[Text provided — start]

The objective of this study was to investigate the short- and long-term adverse effects of fibroblast growth factor-2 treatment of tympanic membrane perforations. A total of 134 patients with traumatic tympanic membrane perforations were randomly divided into two groups: an observational group and a fibroblast growth factor-2 treatment group. The closure rate, closure time and principal side-effects were compared between the groups at 6 and 12 months. At 6 months, 131 patients were examined to determine healing outcomes and short-term side-effects. The total closure rate differed significantly between the fibroblast growth factor-2 and observational groups (95.5% vs 73.4, p < 0.01). The fibroblast growth factor-treated group exhibited a significantly shorter closure time than the observational group (11.9±3.1 days vs 52.6 ± 18.1 days, p = 0.00). Three patients with secondary otitis media with effusion, and three with reperforations, were noted in the fibroblast growth factor-2 group. We additionally performed long-term follow-up on 89.1% of the patients in the observational group and 92.5% of the patients in the fibroblast growth factor-2 group; follow-up was performed 16-42 months after perforation closure. Only a small perforation of the pars flaccida developed in the fibroblast growth factor-2 group. No middle ear cholesteatoma was noted in either group. This study suggests that the topical application of fibroblast growth factor-2 to human traumatic tympanic membranes is safe. Otor- rhoea was the most common short-term side-effect; other less common side-effects included otitis media with effusion and reperforation. No serious long-term side-effects were found.
Fibroblast growth factor-2 (FGF-2) is a polypeptide mitogen that stimulates the proliferation of epidermal and connective tissue cells 1. FGF-2 has been used to repair clinical and experimental tympanic membrane perforations (TMPs) 2-6. Clinical studies have shown that topical application of FGF-2 significantly improves the closure rate and shortens the closure time of human traumatic TMPs 4 7 8. The topical application of FGF-2 also showed a higher success rate for the repair of human chronic TMPs, thus providing an alternative to conventional myringoplasty 3 5 9. However, the side-effects and safety of FGF-2 remain controversial. FGF-2 treatment of TMPs has not been widely adopted worldwide. Although some scholars previously undertook a series of clinical studies, the short- and long-term side-effects of FGF-2 on TMPs have not been not fully addressed. In addition, previous studies focused on traumatic TMPs without a history of middle ear disease and myringosclerosi 4 7 8.
Most studies have suggested that FGF-2 is not ototoxic to the middle or inner ear, and does not cause sensorineural hearing loss 2-6 10 11. However, a few studies found that topical application of FGF-2 facilitated the proliferation of epithelial keratinocytes, causing short-term hyperplasia of the external auditory canal (EAC) and myringitis, and long-term cholesteatoma of the middle ear 6 12-15. In addition, Laxarou et al. 16 found that continuous application of FGF-2 inhibited the synthesis of collagen, in fact promoting collagen catabolism. Thus, apart from efficacy, the safety and side-effects of FGF-2 remain important clinical issues. The objective of this study was to investigate the short- and long-term side-effects of FGF-2 on human TMPs.

[Text provided — finish]
[Information shown — start]

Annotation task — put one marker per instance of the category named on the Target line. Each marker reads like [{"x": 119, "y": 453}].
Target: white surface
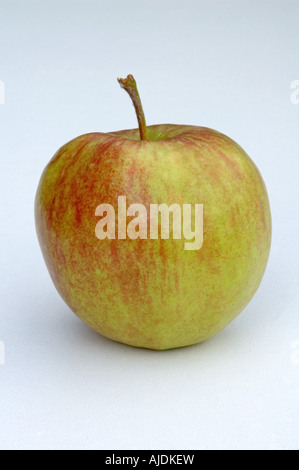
[{"x": 225, "y": 64}]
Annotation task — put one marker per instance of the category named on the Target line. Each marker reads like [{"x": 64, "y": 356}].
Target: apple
[{"x": 147, "y": 291}]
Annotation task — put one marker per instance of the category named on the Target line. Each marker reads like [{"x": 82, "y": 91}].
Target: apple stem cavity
[{"x": 129, "y": 84}]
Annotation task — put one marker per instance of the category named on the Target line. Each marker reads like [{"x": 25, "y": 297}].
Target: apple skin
[{"x": 153, "y": 293}]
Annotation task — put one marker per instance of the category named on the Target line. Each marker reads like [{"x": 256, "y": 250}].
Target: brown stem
[{"x": 129, "y": 84}]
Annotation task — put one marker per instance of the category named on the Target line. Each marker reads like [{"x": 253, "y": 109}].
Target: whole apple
[{"x": 145, "y": 291}]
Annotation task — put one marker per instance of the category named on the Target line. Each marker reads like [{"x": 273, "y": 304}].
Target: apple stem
[{"x": 129, "y": 84}]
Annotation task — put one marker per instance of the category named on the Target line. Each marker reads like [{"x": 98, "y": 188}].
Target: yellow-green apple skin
[{"x": 144, "y": 292}]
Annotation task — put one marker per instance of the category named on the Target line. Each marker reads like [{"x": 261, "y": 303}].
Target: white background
[{"x": 224, "y": 64}]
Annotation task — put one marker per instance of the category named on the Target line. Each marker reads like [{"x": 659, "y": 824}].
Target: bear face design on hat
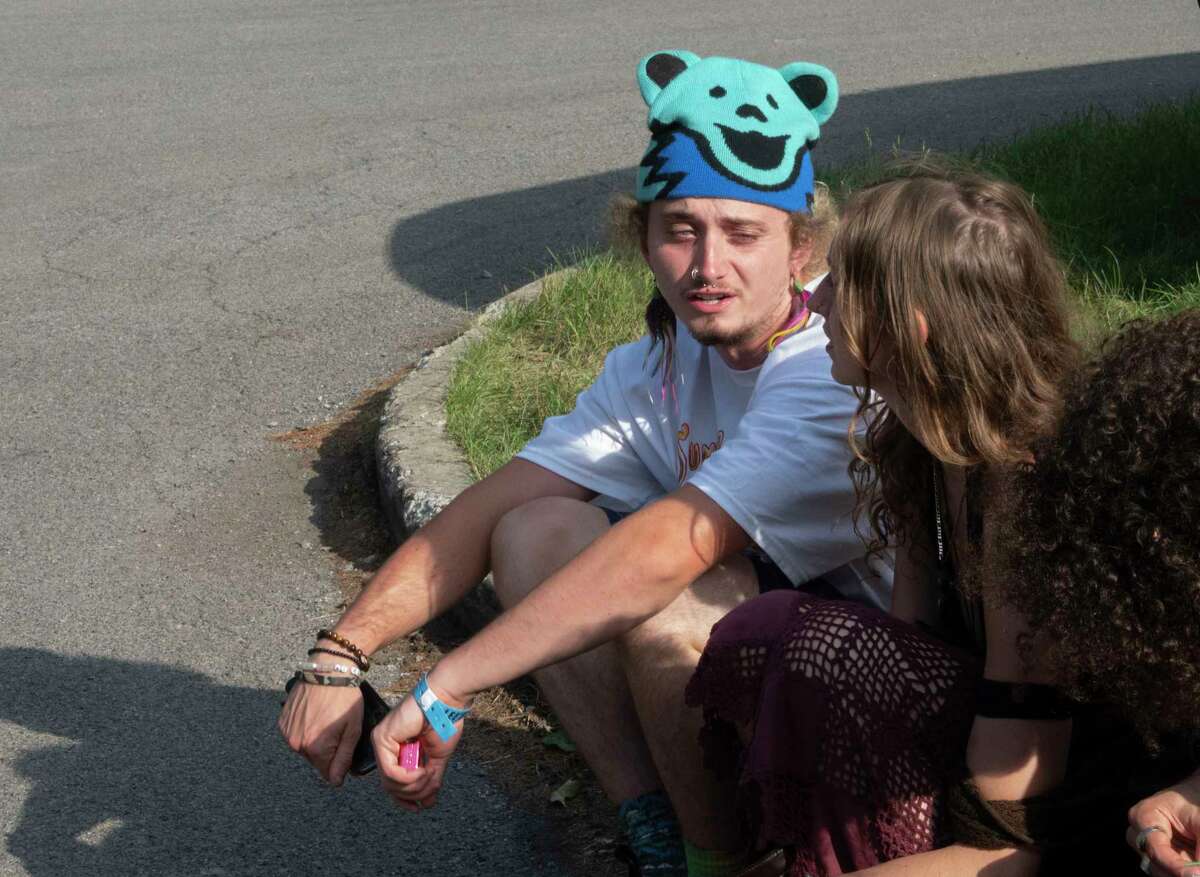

[Information shown — finish]

## [Tasks to carry out]
1) According to the text on fibroblast growth factor-2 treatment, how many patients with traumatic tympanic membrane perforations were randomly divided into two groups?
2) List every condition that, according to the text on fibroblast growth factor-2 treatment, a few studies found topical application of FGF-2 to cause.

## [Solutions by task]
1) 134 patients

2)
- Short-term hyperplasia of the external auditory canal (EAC)
- Myringitis
- Long-term cholesteatoma of the middle ear